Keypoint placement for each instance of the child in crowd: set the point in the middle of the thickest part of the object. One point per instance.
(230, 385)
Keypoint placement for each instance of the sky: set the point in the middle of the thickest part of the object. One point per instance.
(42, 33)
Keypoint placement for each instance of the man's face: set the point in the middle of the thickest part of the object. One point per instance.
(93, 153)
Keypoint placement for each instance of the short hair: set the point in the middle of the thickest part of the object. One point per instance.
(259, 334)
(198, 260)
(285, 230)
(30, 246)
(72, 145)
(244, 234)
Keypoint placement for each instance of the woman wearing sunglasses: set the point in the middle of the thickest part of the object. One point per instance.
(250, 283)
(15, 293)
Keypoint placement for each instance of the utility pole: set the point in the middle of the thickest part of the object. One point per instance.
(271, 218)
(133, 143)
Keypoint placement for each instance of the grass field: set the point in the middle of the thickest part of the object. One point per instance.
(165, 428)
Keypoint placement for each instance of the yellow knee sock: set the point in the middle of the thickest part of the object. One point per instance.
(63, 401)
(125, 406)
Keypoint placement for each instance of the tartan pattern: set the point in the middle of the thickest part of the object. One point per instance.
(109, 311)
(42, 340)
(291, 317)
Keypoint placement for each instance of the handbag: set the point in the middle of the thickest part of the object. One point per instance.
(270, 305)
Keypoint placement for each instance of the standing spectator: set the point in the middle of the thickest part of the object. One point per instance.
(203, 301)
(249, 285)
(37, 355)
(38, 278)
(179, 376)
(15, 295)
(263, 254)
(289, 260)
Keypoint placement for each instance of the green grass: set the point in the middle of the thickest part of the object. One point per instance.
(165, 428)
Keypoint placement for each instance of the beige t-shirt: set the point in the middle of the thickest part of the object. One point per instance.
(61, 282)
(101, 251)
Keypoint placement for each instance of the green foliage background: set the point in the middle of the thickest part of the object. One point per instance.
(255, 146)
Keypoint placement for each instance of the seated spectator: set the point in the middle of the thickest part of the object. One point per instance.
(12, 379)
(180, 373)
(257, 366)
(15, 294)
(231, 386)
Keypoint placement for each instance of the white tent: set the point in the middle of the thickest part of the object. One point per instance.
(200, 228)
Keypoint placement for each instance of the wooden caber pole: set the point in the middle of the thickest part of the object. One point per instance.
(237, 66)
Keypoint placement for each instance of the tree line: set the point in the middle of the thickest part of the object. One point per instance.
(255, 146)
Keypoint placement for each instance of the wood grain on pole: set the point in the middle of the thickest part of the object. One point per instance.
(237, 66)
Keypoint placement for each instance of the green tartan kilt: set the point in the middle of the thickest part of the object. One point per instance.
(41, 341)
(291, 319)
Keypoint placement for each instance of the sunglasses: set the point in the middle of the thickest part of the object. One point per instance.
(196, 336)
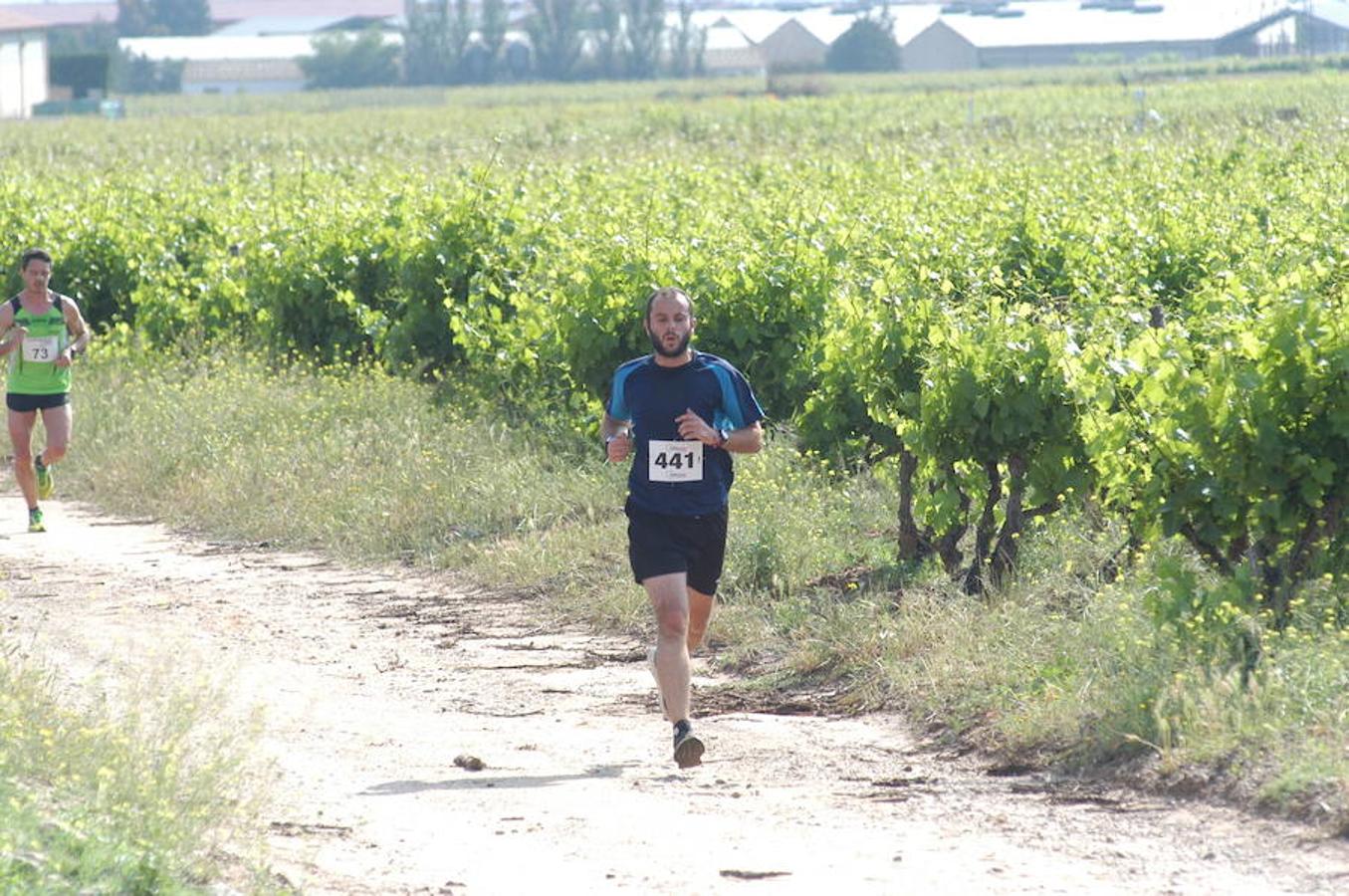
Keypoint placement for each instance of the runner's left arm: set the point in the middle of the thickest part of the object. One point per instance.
(11, 336)
(77, 327)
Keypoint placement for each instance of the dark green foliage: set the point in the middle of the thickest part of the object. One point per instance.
(341, 61)
(866, 46)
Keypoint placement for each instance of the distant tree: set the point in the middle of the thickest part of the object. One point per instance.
(688, 44)
(556, 35)
(460, 30)
(344, 61)
(866, 46)
(608, 37)
(493, 30)
(139, 18)
(181, 16)
(426, 44)
(139, 75)
(133, 19)
(645, 23)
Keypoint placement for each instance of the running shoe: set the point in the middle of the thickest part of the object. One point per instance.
(46, 485)
(688, 749)
(660, 695)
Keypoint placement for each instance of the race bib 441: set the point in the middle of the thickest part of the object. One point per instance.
(39, 348)
(675, 460)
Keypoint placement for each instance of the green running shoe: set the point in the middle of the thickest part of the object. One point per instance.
(46, 485)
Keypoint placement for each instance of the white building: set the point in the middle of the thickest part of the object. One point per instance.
(23, 65)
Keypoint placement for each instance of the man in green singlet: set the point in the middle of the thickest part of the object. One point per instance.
(42, 333)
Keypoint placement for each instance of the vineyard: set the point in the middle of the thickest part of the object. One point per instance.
(1101, 303)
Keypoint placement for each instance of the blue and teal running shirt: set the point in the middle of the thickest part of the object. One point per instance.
(680, 478)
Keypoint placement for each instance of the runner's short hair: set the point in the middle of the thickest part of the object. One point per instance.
(668, 292)
(34, 255)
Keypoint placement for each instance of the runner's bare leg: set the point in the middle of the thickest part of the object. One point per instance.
(21, 435)
(699, 613)
(57, 422)
(669, 598)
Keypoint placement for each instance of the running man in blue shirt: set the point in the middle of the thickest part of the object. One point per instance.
(679, 413)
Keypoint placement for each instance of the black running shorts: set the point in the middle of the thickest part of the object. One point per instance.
(23, 403)
(658, 544)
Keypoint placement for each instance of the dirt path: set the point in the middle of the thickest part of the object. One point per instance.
(375, 680)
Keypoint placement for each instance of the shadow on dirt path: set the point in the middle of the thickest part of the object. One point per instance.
(429, 739)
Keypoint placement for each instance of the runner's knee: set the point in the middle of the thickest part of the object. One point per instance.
(672, 621)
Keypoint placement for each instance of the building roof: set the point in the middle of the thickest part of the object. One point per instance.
(242, 71)
(56, 15)
(239, 10)
(212, 49)
(299, 25)
(15, 22)
(824, 23)
(80, 14)
(755, 25)
(1064, 22)
(261, 26)
(1332, 11)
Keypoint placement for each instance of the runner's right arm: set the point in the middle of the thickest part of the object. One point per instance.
(618, 439)
(11, 336)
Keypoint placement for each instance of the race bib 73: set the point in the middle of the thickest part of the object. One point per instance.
(39, 348)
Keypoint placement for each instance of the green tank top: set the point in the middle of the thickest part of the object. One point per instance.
(33, 368)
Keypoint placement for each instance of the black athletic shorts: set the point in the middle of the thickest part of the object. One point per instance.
(23, 403)
(658, 544)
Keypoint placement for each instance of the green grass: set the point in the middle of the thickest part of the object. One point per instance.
(1060, 667)
(131, 792)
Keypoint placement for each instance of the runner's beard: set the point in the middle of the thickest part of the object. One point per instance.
(658, 344)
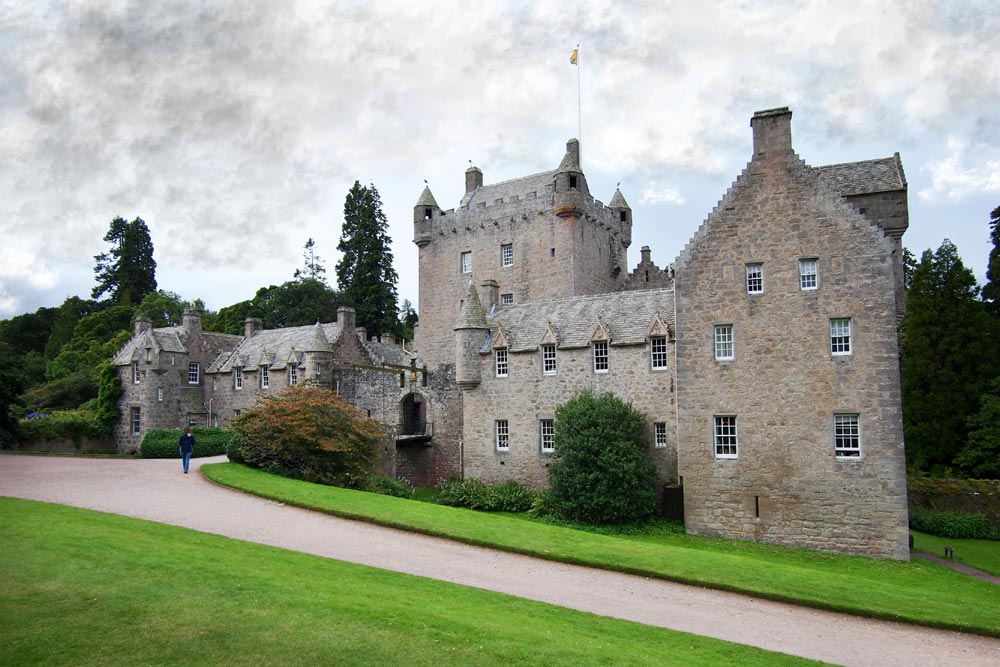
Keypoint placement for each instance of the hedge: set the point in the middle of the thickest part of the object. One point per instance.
(161, 443)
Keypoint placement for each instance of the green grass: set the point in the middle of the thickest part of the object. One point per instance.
(919, 592)
(86, 588)
(981, 554)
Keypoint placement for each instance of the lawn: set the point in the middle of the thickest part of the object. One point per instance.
(918, 592)
(85, 588)
(980, 554)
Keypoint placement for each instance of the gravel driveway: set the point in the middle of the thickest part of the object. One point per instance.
(159, 491)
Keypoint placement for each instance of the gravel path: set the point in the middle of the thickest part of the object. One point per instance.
(159, 491)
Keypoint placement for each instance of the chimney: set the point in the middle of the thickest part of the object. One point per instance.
(473, 179)
(252, 325)
(346, 318)
(142, 323)
(772, 131)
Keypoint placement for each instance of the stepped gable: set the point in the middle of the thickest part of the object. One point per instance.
(626, 314)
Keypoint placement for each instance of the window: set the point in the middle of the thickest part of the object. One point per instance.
(724, 345)
(507, 254)
(547, 435)
(840, 336)
(660, 434)
(658, 351)
(725, 437)
(549, 359)
(600, 356)
(755, 278)
(847, 436)
(503, 435)
(807, 274)
(501, 361)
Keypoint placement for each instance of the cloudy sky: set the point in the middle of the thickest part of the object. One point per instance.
(235, 129)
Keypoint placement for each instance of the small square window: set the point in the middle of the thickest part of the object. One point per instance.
(507, 254)
(503, 435)
(755, 278)
(840, 336)
(807, 274)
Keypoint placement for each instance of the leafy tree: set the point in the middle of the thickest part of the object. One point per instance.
(314, 268)
(991, 290)
(949, 354)
(309, 433)
(600, 472)
(364, 272)
(128, 272)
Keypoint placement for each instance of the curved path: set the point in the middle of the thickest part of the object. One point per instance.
(158, 491)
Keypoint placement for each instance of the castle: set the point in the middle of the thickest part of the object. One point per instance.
(765, 359)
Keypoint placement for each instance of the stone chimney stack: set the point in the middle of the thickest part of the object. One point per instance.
(252, 325)
(772, 132)
(473, 179)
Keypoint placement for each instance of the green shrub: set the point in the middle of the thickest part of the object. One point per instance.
(955, 525)
(600, 473)
(162, 443)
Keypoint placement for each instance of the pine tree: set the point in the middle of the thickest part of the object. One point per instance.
(364, 273)
(128, 272)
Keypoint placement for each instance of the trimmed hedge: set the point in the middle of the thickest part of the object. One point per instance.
(161, 443)
(955, 525)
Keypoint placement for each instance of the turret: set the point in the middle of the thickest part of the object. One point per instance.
(424, 212)
(570, 184)
(470, 334)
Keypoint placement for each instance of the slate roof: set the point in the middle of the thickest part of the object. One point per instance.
(865, 177)
(627, 315)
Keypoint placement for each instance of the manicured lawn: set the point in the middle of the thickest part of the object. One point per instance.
(86, 588)
(919, 592)
(980, 554)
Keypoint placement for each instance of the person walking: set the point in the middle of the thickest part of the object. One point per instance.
(186, 447)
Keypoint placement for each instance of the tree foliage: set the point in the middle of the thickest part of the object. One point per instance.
(364, 273)
(600, 472)
(949, 352)
(127, 272)
(309, 433)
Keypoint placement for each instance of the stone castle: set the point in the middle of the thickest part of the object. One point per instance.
(765, 358)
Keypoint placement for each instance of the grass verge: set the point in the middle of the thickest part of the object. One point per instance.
(981, 554)
(100, 589)
(919, 592)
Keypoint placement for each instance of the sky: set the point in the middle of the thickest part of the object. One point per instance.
(236, 129)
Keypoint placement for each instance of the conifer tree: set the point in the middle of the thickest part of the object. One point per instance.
(364, 273)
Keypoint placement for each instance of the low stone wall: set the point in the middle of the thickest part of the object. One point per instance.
(970, 496)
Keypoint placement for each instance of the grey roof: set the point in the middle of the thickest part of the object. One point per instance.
(865, 177)
(627, 315)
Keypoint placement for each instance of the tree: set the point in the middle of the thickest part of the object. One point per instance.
(309, 433)
(600, 472)
(128, 272)
(949, 352)
(991, 290)
(314, 267)
(364, 273)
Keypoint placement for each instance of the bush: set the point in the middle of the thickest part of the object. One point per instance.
(955, 525)
(310, 434)
(600, 473)
(509, 496)
(162, 443)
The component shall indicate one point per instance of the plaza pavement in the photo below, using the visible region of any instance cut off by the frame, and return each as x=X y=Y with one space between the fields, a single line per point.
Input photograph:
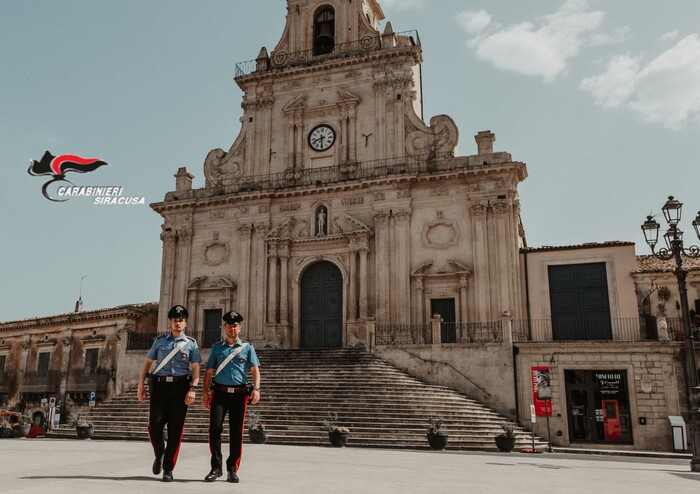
x=105 y=467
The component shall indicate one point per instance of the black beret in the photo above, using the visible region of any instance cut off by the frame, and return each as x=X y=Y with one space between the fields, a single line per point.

### Brief
Working through the records, copy each line in which the word "region" appears.

### Finished task
The component shall indicate one point per instance of the plaza pavement in the photo below, using the visible region of any instance cut off by the frame, and return each as x=X y=Y with one space between the fields, a single line per point.
The component shall indicate one point per instance of the black beret in the photo above, using the visible region of any instance cut off by the frame, and return each as x=X y=Y with one space between the fields, a single line per point.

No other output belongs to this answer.